What is required ::
Could you copy the records from the line containing "[QA Review Pass] The annotator marked bounding boxes for camera" through the end of the records, with the requests left unchanged and every bounding-box coordinate in the answers multiplied by 0.55 and rounded to a whole number, halves rounding up?

Extracted entries ::

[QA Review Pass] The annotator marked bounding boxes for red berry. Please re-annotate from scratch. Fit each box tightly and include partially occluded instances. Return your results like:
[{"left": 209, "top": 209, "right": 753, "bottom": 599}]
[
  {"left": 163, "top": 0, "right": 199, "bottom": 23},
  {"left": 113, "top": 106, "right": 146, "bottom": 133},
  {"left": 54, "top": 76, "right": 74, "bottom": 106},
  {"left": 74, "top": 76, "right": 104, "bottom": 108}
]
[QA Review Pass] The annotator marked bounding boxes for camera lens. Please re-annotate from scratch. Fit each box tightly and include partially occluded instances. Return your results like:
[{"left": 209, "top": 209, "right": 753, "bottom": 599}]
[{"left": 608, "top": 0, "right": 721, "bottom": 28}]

Problem solution ::
[QA Review Pass] The annotator marked bounding boxes for camera lens. Please re-annotate from scratch. Fit each box tightly and include partially occluded instances. Return your results like:
[{"left": 209, "top": 209, "right": 753, "bottom": 599}]
[{"left": 334, "top": 0, "right": 397, "bottom": 15}]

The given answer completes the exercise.